### Location identification entries
>> BEGIN
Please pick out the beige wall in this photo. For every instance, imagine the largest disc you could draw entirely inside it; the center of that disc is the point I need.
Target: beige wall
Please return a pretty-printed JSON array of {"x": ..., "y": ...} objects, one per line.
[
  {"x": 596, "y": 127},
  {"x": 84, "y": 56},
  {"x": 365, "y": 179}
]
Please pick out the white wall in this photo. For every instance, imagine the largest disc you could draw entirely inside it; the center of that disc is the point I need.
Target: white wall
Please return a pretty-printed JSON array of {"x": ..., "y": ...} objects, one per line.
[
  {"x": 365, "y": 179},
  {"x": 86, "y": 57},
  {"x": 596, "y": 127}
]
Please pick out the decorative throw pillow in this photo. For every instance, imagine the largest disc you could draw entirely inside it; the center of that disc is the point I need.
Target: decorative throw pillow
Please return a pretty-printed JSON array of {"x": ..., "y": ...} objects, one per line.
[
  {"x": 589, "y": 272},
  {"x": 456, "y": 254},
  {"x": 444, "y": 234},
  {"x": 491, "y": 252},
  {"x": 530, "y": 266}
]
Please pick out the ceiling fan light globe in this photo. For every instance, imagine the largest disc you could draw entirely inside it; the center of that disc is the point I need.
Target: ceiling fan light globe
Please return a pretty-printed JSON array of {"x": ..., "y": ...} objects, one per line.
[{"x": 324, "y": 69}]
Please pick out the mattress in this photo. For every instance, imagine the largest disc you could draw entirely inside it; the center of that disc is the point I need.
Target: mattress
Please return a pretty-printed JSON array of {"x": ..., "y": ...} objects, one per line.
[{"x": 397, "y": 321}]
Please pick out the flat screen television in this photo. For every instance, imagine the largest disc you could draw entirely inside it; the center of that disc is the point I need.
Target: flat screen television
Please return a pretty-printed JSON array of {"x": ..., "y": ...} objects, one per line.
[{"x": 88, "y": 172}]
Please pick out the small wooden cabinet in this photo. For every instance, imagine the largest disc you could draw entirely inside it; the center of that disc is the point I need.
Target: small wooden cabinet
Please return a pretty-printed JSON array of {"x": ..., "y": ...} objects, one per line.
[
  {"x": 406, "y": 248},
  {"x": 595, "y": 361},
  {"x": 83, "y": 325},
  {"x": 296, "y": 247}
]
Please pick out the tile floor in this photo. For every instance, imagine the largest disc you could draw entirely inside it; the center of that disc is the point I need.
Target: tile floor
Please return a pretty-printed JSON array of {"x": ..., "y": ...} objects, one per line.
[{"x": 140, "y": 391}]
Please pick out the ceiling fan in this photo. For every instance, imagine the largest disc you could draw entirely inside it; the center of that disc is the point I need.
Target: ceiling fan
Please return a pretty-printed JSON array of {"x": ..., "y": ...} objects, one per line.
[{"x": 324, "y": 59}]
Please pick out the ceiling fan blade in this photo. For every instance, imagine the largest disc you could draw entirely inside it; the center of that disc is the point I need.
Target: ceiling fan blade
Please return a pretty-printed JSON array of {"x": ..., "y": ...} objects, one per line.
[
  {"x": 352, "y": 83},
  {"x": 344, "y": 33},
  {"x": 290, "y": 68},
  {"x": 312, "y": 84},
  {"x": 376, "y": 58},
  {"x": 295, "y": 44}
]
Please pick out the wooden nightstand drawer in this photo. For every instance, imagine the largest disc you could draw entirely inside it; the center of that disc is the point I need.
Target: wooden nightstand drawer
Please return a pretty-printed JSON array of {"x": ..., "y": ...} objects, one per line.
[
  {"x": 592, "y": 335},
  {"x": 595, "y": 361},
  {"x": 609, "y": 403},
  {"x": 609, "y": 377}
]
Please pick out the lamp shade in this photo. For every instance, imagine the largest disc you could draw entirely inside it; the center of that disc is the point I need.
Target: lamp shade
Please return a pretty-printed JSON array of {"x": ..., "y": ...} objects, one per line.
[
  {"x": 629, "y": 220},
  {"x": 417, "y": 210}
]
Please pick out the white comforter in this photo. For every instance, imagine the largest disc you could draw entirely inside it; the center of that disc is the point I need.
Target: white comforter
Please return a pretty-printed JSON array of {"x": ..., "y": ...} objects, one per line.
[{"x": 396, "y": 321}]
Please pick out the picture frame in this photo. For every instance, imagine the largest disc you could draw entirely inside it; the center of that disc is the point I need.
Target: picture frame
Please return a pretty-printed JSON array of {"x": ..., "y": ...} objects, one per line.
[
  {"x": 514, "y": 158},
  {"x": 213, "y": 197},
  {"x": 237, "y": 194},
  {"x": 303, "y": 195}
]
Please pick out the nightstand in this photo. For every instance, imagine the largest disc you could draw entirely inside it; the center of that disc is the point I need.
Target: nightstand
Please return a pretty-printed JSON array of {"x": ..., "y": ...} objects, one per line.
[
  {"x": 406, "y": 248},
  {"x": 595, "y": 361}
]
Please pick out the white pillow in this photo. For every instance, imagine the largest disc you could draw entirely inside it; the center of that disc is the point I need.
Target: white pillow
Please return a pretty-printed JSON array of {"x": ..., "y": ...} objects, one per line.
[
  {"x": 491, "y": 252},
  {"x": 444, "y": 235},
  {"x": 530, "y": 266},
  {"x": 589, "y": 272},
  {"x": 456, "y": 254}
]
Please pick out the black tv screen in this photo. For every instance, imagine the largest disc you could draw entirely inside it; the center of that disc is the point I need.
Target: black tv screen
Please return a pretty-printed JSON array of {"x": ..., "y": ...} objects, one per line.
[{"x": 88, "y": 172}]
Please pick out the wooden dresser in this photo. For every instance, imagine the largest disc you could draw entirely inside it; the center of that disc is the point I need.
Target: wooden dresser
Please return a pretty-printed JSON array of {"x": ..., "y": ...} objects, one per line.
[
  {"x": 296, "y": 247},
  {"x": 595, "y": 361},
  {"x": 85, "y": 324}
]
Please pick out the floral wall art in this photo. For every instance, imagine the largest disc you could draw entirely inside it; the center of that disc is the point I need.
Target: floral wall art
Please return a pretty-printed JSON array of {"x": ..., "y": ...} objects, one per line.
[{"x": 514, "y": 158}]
>> END
### Directive
Return every line of the data above exactly, without any changes.

### Result
Please pick out the beige wall in this photo. For every instance, imagine the largest disc you could draw entirely inside it; the center of that disc is the point I need.
Target: beige wall
Please return a pretty-printed JSON array of {"x": ..., "y": ...} objects, one per line.
[
  {"x": 596, "y": 127},
  {"x": 84, "y": 56},
  {"x": 365, "y": 179}
]
Please pick out the white wall in this photo. For every instance, imagine the largest disc you could draw entirely inside it; the center of that disc is the point I need.
Target: white wall
Please return a pretty-printed JSON array of {"x": ..., "y": ...} objects, one per line.
[
  {"x": 365, "y": 179},
  {"x": 86, "y": 57},
  {"x": 596, "y": 127}
]
Please pick out the decorative throw pillow in this photo. For every instance, imagine the largest disc you could draw entirely inside it; the center of that disc is the point I need.
Target: decorative throw pillow
Please return a pretty-printed JSON array of {"x": ..., "y": ...} objects, one per line.
[
  {"x": 589, "y": 272},
  {"x": 456, "y": 254},
  {"x": 444, "y": 234},
  {"x": 491, "y": 252},
  {"x": 530, "y": 266}
]
Please pick out the ceiling fan light globe in this photo. For every instance, imagine the largest disc you could draw entirely inside it; the center of that disc is the point I need.
Target: ceiling fan light globe
Please return a pretty-printed JSON array of {"x": ..., "y": ...} objects, one per line.
[{"x": 324, "y": 69}]
Please pick out the mattress in this photo. For every instance, imagine the largest disc you could draw entirely inside it; the center of that disc is the point I need.
Target: mattress
Please return a pretty-printed JSON array of {"x": ..., "y": ...} objects, one per line.
[{"x": 397, "y": 321}]
Please pick out the flat screen television in this photo. For every instance, imagine the largest disc you could draw entirely inside it; the center of that disc is the point I need.
Target: flat screen television
Please return a pretty-printed JSON array of {"x": ..., "y": ...} objects, one per line.
[{"x": 88, "y": 172}]
Please pick out the small wooden cabinet in this photo. For every instance, imagine the largest disc you could draw entirely inside it; the center of that disc is the point I need.
Target: small wooden cabinet
Please return a pretty-printed JSON array of {"x": ..., "y": ...} objects, one per line.
[
  {"x": 406, "y": 248},
  {"x": 595, "y": 361},
  {"x": 83, "y": 325},
  {"x": 296, "y": 247}
]
Please pick out the tile floor in this photo. For every instance, imagine the largest disc you could draw entirely inside it; the center of that disc is the point I need.
Target: tile floor
Please return a pretty-printed JSON array of {"x": ..., "y": ...} objects, one per line.
[{"x": 140, "y": 391}]
Please pick out the ceiling fan in this photo. For every instance, imagine the largest disc you could draw entirely inside it; the center of that disc is the point I need.
Target: ceiling fan
Please return a pretty-printed JSON array of {"x": ..., "y": ...} objects, one per line.
[{"x": 324, "y": 59}]
Please pick out the ceiling fan blade in this photo. For every instance, imagine the largest disc you could draw entirely inside it; the center of that disc is the point I need.
Target: ceiling fan blade
Please return a pretty-printed JSON array of {"x": ..., "y": ...} objects, one per line.
[
  {"x": 352, "y": 83},
  {"x": 344, "y": 33},
  {"x": 290, "y": 68},
  {"x": 312, "y": 84},
  {"x": 376, "y": 58},
  {"x": 295, "y": 44}
]
Please pick out the wooden nightstand drawer in this photo. For every instance, imagine the largest disc you could draw entirely inside it; the center of that disc is the point I need.
Target: wooden nightstand drawer
Please return a pretty-printed JSON array of {"x": ..., "y": ...} objects, one per line.
[
  {"x": 592, "y": 335},
  {"x": 595, "y": 361},
  {"x": 609, "y": 403},
  {"x": 609, "y": 377}
]
Please pick out the lamp shade in this photo. For every instance, imagine the largest disc you could draw entirely inside it; the center of that disc is the point I need.
Target: lamp shade
Please return a pretty-printed JSON array of {"x": ..., "y": ...} objects, one per line.
[
  {"x": 629, "y": 220},
  {"x": 417, "y": 210}
]
Please pick out the white comforter in this photo. For every instance, imagine the largest disc you could draw entirely inside it; the center of that disc is the point I need.
Target: white comforter
Please return a pretty-printed JSON array of {"x": ..., "y": ...} objects, one per line.
[{"x": 396, "y": 321}]
Please pick out the picture frame in this photo. For every instance, imagine the largest disc you could draw entirely inside it; the center of that disc is the point I need.
Target: picture frame
Please return a pretty-printed JSON array of {"x": ..., "y": ...} objects, one per line.
[
  {"x": 514, "y": 158},
  {"x": 213, "y": 197},
  {"x": 237, "y": 194},
  {"x": 303, "y": 195}
]
Please pick out the nightstand in this photo. For every instance, imagine the largest disc you could draw entirely inside it; the center of that disc is the point I need.
Target: nightstand
Please return a pretty-printed JSON array of {"x": ..., "y": ...} objects, one per line.
[
  {"x": 406, "y": 248},
  {"x": 595, "y": 361}
]
Please pick out the white pillow in this photo. For every instance, imagine the largest disc you could draw entirely inside it; the center of that disc is the point I need.
Target: white pillow
Please return a pretty-printed JSON array of {"x": ..., "y": ...} objects, one per line.
[
  {"x": 491, "y": 252},
  {"x": 444, "y": 235},
  {"x": 530, "y": 266},
  {"x": 589, "y": 272},
  {"x": 456, "y": 254}
]
Please pick out the black tv screen in this photo. For every instance, imagine the largest disc you could draw entirely inside it; the center of that disc is the point I need.
Target: black tv screen
Please return a pretty-printed JSON array of {"x": ..., "y": ...} objects, one per line.
[{"x": 88, "y": 172}]
Please pick out the wooden dresser in this photo. For every instance, imagine the largest disc you could draw entirely inside it; the center of that disc is the point I need.
Target: wooden dresser
Please return a pretty-printed JSON array of {"x": ..., "y": ...} objects, one per line.
[
  {"x": 296, "y": 247},
  {"x": 595, "y": 361},
  {"x": 85, "y": 324}
]
Please pick out the floral wall art in this photo. For every instance, imagine the largest disc you could draw entirely inside it; the center of that disc is the point I need.
Target: floral wall art
Please return a pretty-printed JSON array of {"x": ..., "y": ...} objects, one per line.
[{"x": 514, "y": 158}]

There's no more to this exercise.